• [OBJECTIVE 1]: Show every line of the listing that contains the word "broccoli". Case counts.

• [PASSAGE TO READ]:
Biased advice, distorted reporting, hierarchic suppression of dissent—sound familiar? What’s more, the White House revived an old pathology, one traditionally associated with bureaucracy but less so in the Freedom of Information Act and whistle-blowing age: obsessive secrecy. Nixon and Kissinger were men driven by the need for secrecy in policy-making, and the more open—as well as leak-prone—bureaucracy infuriated them. As a result, knowledge of the 1969 bombings of Cambodia was kept not only from the public and Congress, but also from the Secretary of the Air Force and the Air Force Chief of Staff—even the Pentagon’s secret records were altered on the grounds that they weren’t secret enough! Leaks are unpleasant and sometimes harmful, but they do have the effect of airing out policy for wider discussion. So tightly held was information in the Nixon administration that when General Creighton Abrams was planning the Cambodia invasion, he was unable to find out how many bridges his troops would have to cross—no one who could answer his question was cleared for the planning and thus could be asked.

• [OBJECTIVE 2]: In the passage on Nixon-era secrecy, why could General Creighton Abrams not find out how many bridges his troops would have to cross? Answer in one to three sentences.

• [ENTRIES SHOWN]:
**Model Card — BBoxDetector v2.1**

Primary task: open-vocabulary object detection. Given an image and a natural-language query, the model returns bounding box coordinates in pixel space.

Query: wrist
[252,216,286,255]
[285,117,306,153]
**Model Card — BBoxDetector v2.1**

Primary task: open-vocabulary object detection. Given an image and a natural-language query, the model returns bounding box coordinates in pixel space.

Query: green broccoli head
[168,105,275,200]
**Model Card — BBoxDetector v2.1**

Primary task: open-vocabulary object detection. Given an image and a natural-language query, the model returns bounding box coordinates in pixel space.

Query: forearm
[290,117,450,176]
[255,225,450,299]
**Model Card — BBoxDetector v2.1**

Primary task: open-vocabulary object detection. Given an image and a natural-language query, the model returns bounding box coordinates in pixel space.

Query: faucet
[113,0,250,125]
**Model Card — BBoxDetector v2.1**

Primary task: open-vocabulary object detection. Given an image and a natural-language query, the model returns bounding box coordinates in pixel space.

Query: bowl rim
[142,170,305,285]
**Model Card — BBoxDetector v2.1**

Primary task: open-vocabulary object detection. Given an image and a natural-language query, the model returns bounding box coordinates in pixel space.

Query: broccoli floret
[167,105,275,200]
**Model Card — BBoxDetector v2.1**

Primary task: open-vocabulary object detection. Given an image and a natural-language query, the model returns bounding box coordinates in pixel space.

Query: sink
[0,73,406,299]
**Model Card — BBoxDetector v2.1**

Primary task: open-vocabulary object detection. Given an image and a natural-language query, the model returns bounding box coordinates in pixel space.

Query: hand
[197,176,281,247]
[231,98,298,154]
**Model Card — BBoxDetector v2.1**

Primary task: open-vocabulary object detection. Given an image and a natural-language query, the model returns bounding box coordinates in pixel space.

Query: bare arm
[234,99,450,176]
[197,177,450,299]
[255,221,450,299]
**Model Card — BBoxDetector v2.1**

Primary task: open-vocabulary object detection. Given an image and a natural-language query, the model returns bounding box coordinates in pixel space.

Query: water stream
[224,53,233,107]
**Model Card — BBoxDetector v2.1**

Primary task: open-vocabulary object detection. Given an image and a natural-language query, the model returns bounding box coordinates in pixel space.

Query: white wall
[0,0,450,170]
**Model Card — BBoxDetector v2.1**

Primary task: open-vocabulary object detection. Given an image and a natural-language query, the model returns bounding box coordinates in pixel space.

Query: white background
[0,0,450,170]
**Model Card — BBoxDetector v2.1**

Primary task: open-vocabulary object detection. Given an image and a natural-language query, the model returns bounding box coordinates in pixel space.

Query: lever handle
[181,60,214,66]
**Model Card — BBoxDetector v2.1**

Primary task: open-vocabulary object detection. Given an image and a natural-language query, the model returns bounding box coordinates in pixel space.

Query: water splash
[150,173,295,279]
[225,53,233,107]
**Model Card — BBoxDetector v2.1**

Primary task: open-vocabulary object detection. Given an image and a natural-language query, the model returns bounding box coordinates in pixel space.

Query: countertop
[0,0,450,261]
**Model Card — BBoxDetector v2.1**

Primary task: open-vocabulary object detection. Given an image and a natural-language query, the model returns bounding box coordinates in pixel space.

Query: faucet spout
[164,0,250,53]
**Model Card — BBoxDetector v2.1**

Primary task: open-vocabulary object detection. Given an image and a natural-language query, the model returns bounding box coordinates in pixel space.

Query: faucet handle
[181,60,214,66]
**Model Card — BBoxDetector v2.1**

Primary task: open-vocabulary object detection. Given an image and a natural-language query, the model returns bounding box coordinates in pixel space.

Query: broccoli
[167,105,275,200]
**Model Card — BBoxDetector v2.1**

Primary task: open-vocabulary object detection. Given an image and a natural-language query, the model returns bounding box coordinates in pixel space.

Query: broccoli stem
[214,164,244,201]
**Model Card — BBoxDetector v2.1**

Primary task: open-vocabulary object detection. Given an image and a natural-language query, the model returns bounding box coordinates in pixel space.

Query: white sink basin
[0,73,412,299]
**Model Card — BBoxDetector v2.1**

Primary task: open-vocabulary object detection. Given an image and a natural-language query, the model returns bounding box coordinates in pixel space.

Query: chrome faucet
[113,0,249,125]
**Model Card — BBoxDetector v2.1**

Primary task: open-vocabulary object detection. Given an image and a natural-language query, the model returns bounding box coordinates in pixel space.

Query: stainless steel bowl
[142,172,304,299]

• [EXERCISE RESULT 1]:
Query: green broccoli head
Query: broccoli floret
Query: broccoli
Query: broccoli stem

• [EXERCISE RESULT 2]: Information was held so tightly that no one who could answer his question had been cleared for the Cambodia invasion planning. As a result, there was no one he was able to ask.